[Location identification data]
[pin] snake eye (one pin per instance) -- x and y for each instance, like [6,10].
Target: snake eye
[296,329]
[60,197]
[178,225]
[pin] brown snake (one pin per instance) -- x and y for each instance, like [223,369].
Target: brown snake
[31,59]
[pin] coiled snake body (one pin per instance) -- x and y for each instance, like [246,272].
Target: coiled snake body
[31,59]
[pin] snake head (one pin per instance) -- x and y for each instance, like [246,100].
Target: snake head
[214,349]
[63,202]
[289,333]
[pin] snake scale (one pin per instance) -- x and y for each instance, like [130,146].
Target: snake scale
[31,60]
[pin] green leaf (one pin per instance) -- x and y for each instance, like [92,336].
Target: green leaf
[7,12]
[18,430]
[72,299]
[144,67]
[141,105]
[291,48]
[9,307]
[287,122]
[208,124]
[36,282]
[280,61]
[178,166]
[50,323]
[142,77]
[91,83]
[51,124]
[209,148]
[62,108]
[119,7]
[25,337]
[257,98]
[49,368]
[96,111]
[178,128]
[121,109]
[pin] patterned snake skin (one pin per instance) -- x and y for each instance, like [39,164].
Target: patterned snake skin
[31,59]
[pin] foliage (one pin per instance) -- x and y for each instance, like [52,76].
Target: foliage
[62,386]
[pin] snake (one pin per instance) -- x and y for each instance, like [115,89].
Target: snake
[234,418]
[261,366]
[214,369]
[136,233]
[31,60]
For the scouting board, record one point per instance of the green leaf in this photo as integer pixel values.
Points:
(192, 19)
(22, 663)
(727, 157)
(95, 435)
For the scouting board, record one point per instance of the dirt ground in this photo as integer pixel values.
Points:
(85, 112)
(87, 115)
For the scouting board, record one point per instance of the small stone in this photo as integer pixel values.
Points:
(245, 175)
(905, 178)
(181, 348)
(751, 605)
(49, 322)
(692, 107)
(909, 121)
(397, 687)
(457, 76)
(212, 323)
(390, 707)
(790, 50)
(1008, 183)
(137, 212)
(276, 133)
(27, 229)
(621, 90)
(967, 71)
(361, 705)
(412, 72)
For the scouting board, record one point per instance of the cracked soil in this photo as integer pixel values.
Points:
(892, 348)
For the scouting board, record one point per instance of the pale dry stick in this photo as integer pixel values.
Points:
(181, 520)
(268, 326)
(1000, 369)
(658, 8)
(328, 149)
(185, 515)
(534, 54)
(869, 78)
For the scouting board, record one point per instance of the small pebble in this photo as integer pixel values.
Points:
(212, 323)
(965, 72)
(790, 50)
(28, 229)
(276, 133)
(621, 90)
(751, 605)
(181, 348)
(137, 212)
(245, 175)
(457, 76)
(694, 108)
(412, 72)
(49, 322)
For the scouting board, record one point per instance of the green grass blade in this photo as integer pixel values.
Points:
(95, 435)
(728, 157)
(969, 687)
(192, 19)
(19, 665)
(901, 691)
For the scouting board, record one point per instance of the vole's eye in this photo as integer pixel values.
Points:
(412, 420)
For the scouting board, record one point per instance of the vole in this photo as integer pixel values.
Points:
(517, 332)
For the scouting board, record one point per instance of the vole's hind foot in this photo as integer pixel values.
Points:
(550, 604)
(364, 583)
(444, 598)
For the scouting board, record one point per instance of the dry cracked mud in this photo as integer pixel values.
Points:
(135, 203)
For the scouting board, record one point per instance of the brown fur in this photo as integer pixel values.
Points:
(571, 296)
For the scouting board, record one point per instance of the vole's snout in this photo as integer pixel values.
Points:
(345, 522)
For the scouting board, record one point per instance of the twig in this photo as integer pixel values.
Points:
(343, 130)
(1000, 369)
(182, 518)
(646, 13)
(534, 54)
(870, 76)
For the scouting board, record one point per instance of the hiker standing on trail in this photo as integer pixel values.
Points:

-- What you should do --
Copy all of the data above word for word.

-- Output --
[pin] snake eye (one pin per instance) -- x and y for each instance, like [6,10].
Target: snake eye
[296,329]
[60,197]
[178,225]
[pin] brown snake (one pin per instance) -- x and y for each instance, like [223,369].
Target: brown snake
[31,59]
[pin] coiled snake body (one pin per instance) -- x and y for each instance, like [246,272].
Target: coiled snake body
[31,59]
[pin] snake head (one pin per instance) -- x and y for each instance, like [246,100].
Target: snake head
[214,349]
[63,202]
[289,333]
[pin] snake scale (one pin per instance) -- x and y for each instance, like [130,146].
Target: snake scale
[31,60]
[pin] green leaf (one pin per instance) -- x and y for each instance, like [92,336].
Target: green leaf
[7,12]
[18,430]
[72,299]
[144,67]
[141,105]
[291,48]
[9,307]
[287,122]
[208,124]
[36,282]
[280,61]
[178,166]
[50,323]
[142,77]
[91,83]
[51,124]
[209,148]
[62,108]
[119,7]
[25,337]
[257,98]
[49,368]
[96,111]
[178,128]
[121,109]
[pin] patterned snake skin (one pin per instance) -- x and y for each instance, like [39,164].
Target: patterned snake skin
[31,59]
[pin] foliage (one pin per instance) -- x and y for each instance, like [52,76].
Target: foliage
[62,386]
[pin] snake (one pin per instance) -- x and y for each instance, like [115,89].
Target: snake
[234,418]
[261,366]
[214,369]
[136,233]
[31,60]
For the scouting board, record one point per instance of the green leaf in this photo as integer pixel values.
Points:
(192, 19)
(22, 663)
(727, 157)
(95, 435)
For the scouting board, record one point per instance of the dirt ground in this photo as integer pixel values.
Points:
(85, 112)
(87, 115)
For the scouting board, record one point per instance of the small stone in this photo as integer pixel values.
Points:
(245, 175)
(905, 178)
(181, 348)
(751, 605)
(49, 322)
(692, 107)
(909, 121)
(397, 687)
(457, 76)
(212, 323)
(390, 707)
(790, 50)
(1008, 183)
(137, 212)
(276, 133)
(27, 229)
(621, 90)
(967, 71)
(361, 705)
(412, 72)
For the scouting board, record one point per instance of the cracked soil in this photo as integer pixel values.
Points:
(892, 348)
For the scouting board, record one point per instance of the pale dry stick in this photo as integer pixel values.
Points:
(181, 520)
(268, 326)
(1000, 369)
(658, 8)
(328, 149)
(185, 515)
(534, 54)
(869, 78)
For the scouting board, record one point per instance of the small pebble in this photo as integer pixel values.
Points:
(212, 323)
(965, 72)
(790, 50)
(28, 229)
(276, 133)
(621, 90)
(751, 605)
(181, 348)
(137, 212)
(245, 175)
(457, 76)
(694, 108)
(412, 72)
(49, 322)
For the scouting board, record one point per instance of the green grass blade in this photo as integer pixel values.
Points:
(95, 435)
(728, 157)
(969, 687)
(192, 19)
(19, 665)
(901, 691)
For the scouting board, record one point per instance of the vole's eye in this photo as integer pixel values.
Points:
(412, 420)
For the scouting board, record one point per instance of the vole in this photo as integer pixel values.
Points:
(517, 332)
For the scouting board, record one point per instance of the vole's hind foot in this photo as integer pixel values.
Points:
(550, 604)
(364, 583)
(444, 598)
For the scouting board, record one point per instance of the dry cracked mud in this photo as integer pixel values.
Points:
(135, 203)
For the scouting board, record one point per instance of the brown fur in this photo as integer pixel values.
Points:
(571, 296)
For the scouting board, record one point per instance of the vole's snout in this photo as integer pixel values.
Points:
(345, 522)
For the scouting board, record one point per instance of the twig in this photo as integer pixel values.
Points:
(343, 130)
(1000, 369)
(182, 518)
(646, 13)
(534, 54)
(870, 76)
For the scouting board, record one point per instance of the hiker standing on trail in this photo as integer pixel values.
Points:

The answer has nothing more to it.